Image location labeling entries -
------------------------

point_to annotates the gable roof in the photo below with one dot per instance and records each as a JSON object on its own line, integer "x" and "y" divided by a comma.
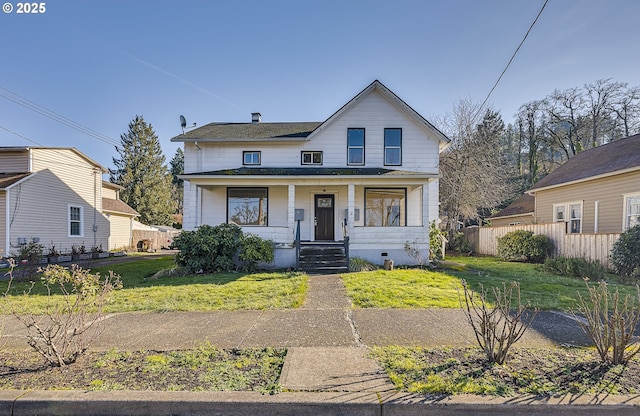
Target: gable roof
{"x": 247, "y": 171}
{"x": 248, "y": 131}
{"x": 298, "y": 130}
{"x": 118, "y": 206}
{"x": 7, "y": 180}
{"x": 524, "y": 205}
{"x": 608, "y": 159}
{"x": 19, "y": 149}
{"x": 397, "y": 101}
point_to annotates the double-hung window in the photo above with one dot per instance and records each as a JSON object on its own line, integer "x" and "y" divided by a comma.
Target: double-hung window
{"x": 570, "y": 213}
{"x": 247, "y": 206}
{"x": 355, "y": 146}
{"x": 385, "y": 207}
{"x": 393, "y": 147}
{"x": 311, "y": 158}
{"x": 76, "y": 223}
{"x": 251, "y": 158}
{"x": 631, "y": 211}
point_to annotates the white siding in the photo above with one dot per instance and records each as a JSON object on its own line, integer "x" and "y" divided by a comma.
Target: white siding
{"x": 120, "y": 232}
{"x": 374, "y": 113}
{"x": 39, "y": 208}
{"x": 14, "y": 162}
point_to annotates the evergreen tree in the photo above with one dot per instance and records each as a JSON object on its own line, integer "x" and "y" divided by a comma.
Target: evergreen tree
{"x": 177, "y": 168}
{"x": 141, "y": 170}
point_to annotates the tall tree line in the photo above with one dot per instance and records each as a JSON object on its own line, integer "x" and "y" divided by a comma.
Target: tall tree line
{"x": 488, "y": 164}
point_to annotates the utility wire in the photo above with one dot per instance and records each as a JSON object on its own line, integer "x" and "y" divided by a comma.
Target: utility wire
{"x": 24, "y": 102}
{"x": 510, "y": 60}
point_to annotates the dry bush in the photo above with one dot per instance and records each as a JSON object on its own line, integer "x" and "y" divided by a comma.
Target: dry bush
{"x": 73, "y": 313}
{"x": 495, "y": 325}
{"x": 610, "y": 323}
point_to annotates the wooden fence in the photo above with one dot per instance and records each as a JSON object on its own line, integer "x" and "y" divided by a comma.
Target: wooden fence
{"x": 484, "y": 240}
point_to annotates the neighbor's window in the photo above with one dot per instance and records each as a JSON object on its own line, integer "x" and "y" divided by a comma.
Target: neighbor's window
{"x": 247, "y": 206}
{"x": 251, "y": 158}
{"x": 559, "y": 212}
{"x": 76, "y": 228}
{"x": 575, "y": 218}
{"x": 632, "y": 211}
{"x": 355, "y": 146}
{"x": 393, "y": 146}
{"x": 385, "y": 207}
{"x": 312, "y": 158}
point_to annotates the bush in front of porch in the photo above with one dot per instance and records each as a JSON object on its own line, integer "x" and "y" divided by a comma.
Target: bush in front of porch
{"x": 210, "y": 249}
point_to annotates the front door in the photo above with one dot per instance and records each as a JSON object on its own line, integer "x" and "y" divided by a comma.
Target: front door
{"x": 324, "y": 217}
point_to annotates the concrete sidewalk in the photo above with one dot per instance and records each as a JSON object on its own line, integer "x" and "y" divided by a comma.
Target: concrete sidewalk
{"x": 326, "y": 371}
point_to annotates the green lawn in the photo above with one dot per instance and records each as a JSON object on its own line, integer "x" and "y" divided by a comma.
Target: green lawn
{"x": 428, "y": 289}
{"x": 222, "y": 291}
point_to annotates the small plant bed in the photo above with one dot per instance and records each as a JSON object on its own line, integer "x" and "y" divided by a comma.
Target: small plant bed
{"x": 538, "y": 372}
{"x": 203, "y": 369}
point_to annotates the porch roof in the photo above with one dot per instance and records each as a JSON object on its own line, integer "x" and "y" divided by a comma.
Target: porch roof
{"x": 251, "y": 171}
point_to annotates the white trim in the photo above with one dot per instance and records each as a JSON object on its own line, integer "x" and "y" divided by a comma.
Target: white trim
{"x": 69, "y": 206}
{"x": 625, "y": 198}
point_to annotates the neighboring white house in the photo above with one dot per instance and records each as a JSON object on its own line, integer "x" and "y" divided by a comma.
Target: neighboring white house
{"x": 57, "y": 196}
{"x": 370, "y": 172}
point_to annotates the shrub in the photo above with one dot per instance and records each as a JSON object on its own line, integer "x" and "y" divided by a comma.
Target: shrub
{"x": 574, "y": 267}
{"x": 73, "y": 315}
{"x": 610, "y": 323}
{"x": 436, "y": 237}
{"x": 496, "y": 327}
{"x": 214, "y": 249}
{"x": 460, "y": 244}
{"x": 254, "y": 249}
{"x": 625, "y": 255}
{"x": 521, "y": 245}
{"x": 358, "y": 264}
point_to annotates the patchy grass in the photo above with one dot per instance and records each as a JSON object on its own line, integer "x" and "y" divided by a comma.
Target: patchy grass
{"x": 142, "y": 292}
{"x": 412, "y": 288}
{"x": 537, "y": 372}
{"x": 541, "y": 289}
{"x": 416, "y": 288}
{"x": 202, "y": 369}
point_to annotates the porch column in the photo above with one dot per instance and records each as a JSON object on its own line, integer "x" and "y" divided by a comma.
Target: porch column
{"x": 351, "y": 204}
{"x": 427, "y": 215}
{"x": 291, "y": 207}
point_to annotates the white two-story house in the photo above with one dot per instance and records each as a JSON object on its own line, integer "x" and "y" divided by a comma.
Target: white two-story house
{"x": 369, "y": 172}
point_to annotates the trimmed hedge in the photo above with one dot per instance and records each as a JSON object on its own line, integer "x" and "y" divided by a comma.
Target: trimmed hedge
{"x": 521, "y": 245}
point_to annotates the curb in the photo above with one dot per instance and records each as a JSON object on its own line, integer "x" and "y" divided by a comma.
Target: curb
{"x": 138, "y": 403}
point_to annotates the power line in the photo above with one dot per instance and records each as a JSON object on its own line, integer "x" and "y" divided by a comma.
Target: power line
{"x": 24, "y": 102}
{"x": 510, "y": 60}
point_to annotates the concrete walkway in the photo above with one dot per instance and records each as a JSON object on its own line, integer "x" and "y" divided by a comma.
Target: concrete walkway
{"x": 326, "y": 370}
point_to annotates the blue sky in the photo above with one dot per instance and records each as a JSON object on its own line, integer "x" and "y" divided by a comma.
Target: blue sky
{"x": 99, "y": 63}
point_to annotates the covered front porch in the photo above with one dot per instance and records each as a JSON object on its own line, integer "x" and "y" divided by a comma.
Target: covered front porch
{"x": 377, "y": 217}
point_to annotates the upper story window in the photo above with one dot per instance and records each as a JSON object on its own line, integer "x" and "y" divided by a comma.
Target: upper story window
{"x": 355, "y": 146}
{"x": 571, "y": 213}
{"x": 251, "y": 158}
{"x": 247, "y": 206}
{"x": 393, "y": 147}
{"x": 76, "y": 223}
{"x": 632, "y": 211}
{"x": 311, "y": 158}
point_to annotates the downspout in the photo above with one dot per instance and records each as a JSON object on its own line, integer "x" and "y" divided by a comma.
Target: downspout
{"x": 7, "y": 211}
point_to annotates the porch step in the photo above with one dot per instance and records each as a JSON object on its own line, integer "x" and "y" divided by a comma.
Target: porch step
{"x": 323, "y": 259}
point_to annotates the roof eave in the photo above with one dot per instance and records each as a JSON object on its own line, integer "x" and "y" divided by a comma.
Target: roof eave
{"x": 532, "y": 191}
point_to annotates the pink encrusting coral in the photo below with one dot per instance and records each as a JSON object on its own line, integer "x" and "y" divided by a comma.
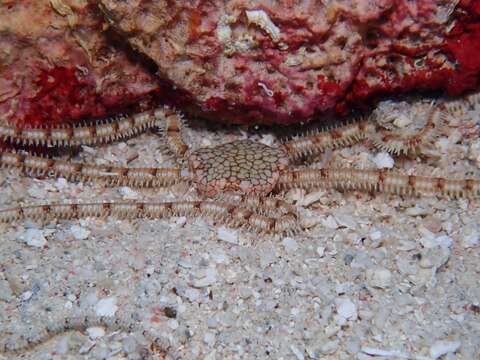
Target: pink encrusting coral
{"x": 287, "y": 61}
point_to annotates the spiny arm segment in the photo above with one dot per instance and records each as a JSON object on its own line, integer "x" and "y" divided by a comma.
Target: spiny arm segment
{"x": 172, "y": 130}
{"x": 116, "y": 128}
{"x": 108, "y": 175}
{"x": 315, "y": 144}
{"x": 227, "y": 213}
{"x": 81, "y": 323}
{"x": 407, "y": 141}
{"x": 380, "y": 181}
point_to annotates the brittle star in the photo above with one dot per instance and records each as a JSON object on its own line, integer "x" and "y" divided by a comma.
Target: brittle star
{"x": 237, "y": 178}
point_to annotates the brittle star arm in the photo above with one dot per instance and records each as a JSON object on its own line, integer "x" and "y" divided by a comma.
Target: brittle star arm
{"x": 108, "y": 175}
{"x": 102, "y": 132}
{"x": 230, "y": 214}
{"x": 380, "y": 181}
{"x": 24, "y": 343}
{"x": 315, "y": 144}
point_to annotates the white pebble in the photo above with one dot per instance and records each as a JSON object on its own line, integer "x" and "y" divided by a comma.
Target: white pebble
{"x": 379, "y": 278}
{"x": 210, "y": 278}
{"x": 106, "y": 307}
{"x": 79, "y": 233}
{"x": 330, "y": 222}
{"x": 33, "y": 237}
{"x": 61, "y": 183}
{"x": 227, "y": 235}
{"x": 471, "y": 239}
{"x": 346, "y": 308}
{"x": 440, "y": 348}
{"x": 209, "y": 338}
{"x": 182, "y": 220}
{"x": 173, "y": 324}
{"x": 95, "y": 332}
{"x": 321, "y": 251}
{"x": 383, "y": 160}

------------------------

Output every line of the entries above, from the line containing "point_to annotates the brittle star in" through the last line, as a JSON list of strings with one string per line. Leave out blank lines.

[
  "point_to annotates the brittle star in the photo above with one dot per instance and records each as a JSON object on its own line, integer \"x\" and \"y\" divided by a comma.",
  "Target: brittle star",
  "{\"x\": 237, \"y\": 178}",
  "point_to annotates the brittle star arm in the photo above with one dot per instance and records each as a JSON object on its own line, integer \"x\" and \"y\" divided by a comma.",
  "Target: brittle star arm",
  "{\"x\": 108, \"y\": 175}",
  "{\"x\": 102, \"y\": 132}",
  "{\"x\": 230, \"y\": 214}",
  "{\"x\": 380, \"y\": 181}",
  "{\"x\": 24, \"y\": 343}",
  "{\"x\": 315, \"y\": 144}",
  "point_to annotates the white pebble in the photo above with one dot per instance and records each as a JSON object on its own line, integer \"x\" and \"y\" divided by a comma.",
  "Target: white pebble",
  "{\"x\": 379, \"y\": 278}",
  "{\"x\": 210, \"y\": 278}",
  "{\"x\": 106, \"y\": 307}",
  "{\"x\": 79, \"y\": 233}",
  "{\"x\": 330, \"y\": 222}",
  "{\"x\": 33, \"y\": 237}",
  "{\"x\": 61, \"y\": 183}",
  "{\"x\": 227, \"y\": 235}",
  "{\"x\": 471, \"y\": 239}",
  "{\"x\": 346, \"y\": 308}",
  "{\"x\": 440, \"y\": 348}",
  "{\"x\": 209, \"y\": 338}",
  "{\"x\": 182, \"y\": 220}",
  "{\"x\": 173, \"y\": 324}",
  "{\"x\": 95, \"y\": 332}",
  "{\"x\": 321, \"y\": 251}",
  "{\"x\": 383, \"y\": 160}"
]